- Extract:
CC: Taylor Webb <taylorwebb85@yahoo.com>, Dr Warnick <warnick@ee.byu.edu>,
   "Dr. Jeffs" <bjeffs@ee.byu.edu>, Vikas Asthana <vikasfeb8@gmail.com>,
   Mike Elmer <mike_elmer@yahoo.com>, Dave Carter <theeyrehead@hotmail.com>,
   German Cortes <gc76@cornell.edu>, R Ganesan <ganesh@naic.edu>
Message-ID: <F55B3D71-B477-475B-B18F-01724E678C58@byu.edu>
From: Brian Jeffs <bjeffs@BYU.EDU>
To: Phil Perillat <phil@naic.edu>
In-Reply-To: <4C24748A.7040000@naic.edu>
Content-Type: text/plain; charset="US-ASCII"; format=flowed; delsp=yes
Content-Transfer-Encoding: 7bit
MIME-Version: 1.0 (Apple Message framework v936)
Subject: Re: Finishing the single pole ovservations
Date: Fri, 25 Jun 2010 11:39:40 -0600
References: <990554.30651.qm@web54306.mail.re2.yahoo.com> <8D3C36FA-105D-40EF-9E57-256BCE78585C@byu.edu> <4C24748A.7040000@naic.edu>
Status:   

Phil and all,

This is a new type of problem we have not seen before.  Some thoughts  
and observations:

1.  The fact that the problem occurs even with the external firewire  
RAID array drive indicates this is not a problem with the onboard RAID  
array drives themselves, or with the drive controller since the  
firewire drive does not use the internal hard drive controller.  We  
have had no problems in the past with direct streaming of data to the  
external drivel.

2.  Are we sure this has not been happening all along in our super- 
fine scans?  Could you look at the earlier file sizes and see if you  
see any drop outs (short files)?  The fact that Karl was able to  
process all of the data argues against this as a possibility, but I  
think he did mention once that he was only using a central set of  
blocks, e.g. a one second window of correlations.  Perhaps the shorter  
files were long enough to give him that much data and he did not  
notice the problem??  If this is the case then the new data is still  
usable.

3.  The "available samples per channel" display shows how much of the  
in-PC-memory FIFO buffer is being used.  This is not the on-card  
buffer.   We have seen this buffer overflow like this before under the  
following conditions:
a) the sample clock is too high so within a few minutes or seconds the  
buffer overflows because the write-to-hard drive process cannot keep  
up (We know our clock rate of 1.25 Msamp/s is sustainable for 20  
channels);
b) the hard drives are getting near full or are highly fragmented so  
disk response time bogs down (we have eliminated this possibility);
c)  the phantom windows process.  For years we have been unable to  
identify what Windows is doing when every time at about 26 minutes of  
continuous sampling the buffer overflows due to slow PC response to I/ 
O demands.  At higher sample rates this occurs sooner, but it is  
always stable, keeping buffer loading small until the buffer balloons  
and things crash suddenly.  There could be some new unknown windows  
activity going on that hits us randomly and causes the buffer to  
overflow.  These would not show up on a task manager check prior to,  
or during a successful run because the processes are likely started by  
Windows just prior to the buffer crash, and you would have a hard time  
catching them.

- Record set:

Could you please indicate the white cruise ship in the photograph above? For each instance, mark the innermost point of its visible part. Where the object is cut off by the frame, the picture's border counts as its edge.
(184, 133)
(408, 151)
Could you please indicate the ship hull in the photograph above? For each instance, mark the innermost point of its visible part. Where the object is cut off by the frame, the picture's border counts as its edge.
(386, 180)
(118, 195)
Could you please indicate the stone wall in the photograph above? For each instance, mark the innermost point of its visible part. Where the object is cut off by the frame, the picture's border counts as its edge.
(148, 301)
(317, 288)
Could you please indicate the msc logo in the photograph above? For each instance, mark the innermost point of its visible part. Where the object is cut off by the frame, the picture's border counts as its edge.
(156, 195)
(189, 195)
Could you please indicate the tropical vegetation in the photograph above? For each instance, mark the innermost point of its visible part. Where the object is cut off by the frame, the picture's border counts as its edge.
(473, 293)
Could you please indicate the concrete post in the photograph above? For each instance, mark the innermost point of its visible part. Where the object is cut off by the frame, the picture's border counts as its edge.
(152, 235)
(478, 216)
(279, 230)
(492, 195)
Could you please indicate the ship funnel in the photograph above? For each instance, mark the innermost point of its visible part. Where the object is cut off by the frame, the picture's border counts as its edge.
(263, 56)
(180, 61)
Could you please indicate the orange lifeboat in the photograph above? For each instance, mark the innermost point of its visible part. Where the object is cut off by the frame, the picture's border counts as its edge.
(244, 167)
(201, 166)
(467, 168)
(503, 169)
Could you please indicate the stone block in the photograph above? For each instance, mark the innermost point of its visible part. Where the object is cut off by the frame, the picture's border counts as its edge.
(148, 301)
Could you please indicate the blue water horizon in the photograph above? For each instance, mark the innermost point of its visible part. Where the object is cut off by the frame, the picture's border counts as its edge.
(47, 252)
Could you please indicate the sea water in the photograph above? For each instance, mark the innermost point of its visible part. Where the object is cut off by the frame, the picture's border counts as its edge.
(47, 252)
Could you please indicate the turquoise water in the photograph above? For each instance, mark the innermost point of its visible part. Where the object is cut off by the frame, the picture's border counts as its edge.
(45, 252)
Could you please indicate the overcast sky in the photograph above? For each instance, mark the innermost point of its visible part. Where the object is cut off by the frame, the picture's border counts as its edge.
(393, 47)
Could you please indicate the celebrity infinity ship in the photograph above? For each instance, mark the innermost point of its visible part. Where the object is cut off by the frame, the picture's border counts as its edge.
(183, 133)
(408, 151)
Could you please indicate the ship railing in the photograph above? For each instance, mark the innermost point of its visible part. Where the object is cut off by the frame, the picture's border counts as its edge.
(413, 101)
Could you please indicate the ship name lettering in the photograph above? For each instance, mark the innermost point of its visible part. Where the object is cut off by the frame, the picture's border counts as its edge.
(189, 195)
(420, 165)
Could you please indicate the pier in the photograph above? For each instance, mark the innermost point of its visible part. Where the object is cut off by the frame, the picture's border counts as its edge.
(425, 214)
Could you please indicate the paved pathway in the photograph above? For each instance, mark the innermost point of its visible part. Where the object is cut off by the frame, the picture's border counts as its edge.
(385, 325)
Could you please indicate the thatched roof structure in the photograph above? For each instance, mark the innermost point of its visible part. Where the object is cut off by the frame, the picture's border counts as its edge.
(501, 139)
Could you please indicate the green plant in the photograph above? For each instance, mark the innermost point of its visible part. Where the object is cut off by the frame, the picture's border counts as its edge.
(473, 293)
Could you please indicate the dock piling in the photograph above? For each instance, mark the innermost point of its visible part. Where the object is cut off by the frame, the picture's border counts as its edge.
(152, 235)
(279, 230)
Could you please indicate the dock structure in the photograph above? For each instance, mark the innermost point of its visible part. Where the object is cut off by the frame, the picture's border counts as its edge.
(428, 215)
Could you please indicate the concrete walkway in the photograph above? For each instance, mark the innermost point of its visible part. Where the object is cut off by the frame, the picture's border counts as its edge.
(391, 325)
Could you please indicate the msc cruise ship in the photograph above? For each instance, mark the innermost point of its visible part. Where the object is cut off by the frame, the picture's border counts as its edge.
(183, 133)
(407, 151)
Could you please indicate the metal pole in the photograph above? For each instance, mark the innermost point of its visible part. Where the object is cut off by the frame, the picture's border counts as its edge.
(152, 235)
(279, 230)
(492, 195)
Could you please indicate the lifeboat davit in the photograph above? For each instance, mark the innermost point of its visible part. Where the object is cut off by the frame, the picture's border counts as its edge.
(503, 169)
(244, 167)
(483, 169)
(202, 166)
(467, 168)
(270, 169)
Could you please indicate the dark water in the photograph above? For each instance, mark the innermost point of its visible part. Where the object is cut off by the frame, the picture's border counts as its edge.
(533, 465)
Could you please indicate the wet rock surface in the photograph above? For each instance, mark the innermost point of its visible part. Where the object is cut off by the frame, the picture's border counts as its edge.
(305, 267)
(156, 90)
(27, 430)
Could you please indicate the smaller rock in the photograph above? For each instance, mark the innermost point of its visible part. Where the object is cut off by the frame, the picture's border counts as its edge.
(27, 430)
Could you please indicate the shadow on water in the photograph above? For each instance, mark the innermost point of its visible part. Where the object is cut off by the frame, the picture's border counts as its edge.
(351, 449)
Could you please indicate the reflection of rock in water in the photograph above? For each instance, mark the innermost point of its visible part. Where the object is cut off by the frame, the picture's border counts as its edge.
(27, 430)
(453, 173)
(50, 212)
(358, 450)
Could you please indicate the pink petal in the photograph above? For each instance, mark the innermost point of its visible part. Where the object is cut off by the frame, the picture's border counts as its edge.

- Stated goal 1: Copy out everything in the email about the buffer overflows from "This is a new" down to "external drivel.".
- Stated goal 2:
Answer from the email about the buffer overflows:
(a) What clock rate is stated to be sustainable for 20 channels?
(b) What does the "available samples per channel" display show?
(c) After about how many minutes of continuous sampling does the buffer overflow in the phantom Windows process?
- Stated goal 3: Carry the email about the buffer overflows on past its final sentence.
None of the material is needed here.

- Task output 1:
This is a new type of problem we have not seen before.  Some thoughts  
and observations:

1.  The fact that the problem occurs even with the external firewire  
RAID array drive indicates this is not a problem with the onboard RAID  
array drives themselves, or with the drive controller since the  
firewire drive does not use the internal hard drive controller.  We  
have had no problems in the past with direct streaming of data to the  
external drivel.

- Task output 2:
(a) 1.25 Msamp/s
(b) How much of the in-PC-memory FIFO buffer is being used
(c) About 26 minutes

- Task output 3:
4.  Internet traffic?  This is wild speculation, but if there is some  
network traffic that the PC has to handle to see if the packets are  
intended for it, then this could be a cycle stealing process.  The  
network card I/O is interrupt driven, and without a DNS server on this  
network, and a different configuration for this local network than we  
are generally used to, perhaps network activity, even that not  
intended as communications to the acquisition PC can demand cycles  
that could put acquisition behind.


Possible solutions (in my preferred order of priority):

1.  Re-image the PC.  We sent a GHOST image copy, so I think we should  
immediately install that to restore the OS to the state it was in when  
we left Provo.  I think this is a priority must-do before attempting  
to take any more data on the LabView system.  Make sure to first save  
out to external hard drives all of the current VI codes and any other  
configuration files that may have been changed or updated since the  
image was take here.

2.  Use a different remote desktop computer?  This is the first time  
Vikas's has been used, and that is when the trouble seemed to start.   
Is his network connection to the acquisition machine set up the same  
way as Karl's was?  I was not involved, so I do not know.  Bogging  
down with remote desktop data transfers could have an effect on  
performance.  We had no problem though before when both Karl's and  
Mike's laptops were simultaneously running remote desktops.

3.  Swap the sever PCs.  The one in the receiver room (TAU) is almost  
identical and is intended as a backup.  If what we are seeing is a new  
hardware problem, this should solve it.

4.  Move now instead of Saturday to using the Adlink 40 channel data  
acquisition system.

I will be at my work number the rest of the work day, and at home most  
of the evening.  I will also have my cell phone on.

Good luck!

Brian

work:  801-422-3062
home: 801-225-5727
cell:  801-471-5801


Brian D. Jeffs
Professor
Department of Electrical and Computer Engineering
459 CB
Brigham Young University
Provo, UT 84602
USA

email: bjeffs@ee.byu.edu
phone: (801) 422-3062
FAX: (801) 422-0201


On Jun 25, 2010, at 3:19 AM, Phil Perillat wrote:

> Everyone,
>    Here is an update on the 24jun10 evening, 25jun10 morning  
> observation:
>
> - We had trouble with short files being recorded on the byu system
> throughout the evening and the morning.
> - No data: super fine grid, w51 map, grids tracking source in za  was
> completed successfully.
> - The super fine A2 grid was taken, but it had 40 short files out of
> the  963 4 second files.
> - The failures could be intermittent rather than continuous. We ran  
> for
> more than 50 4 sec integration on A2
>   super fine grid without  a short file, then it would start again.
>
> What we tried (without success)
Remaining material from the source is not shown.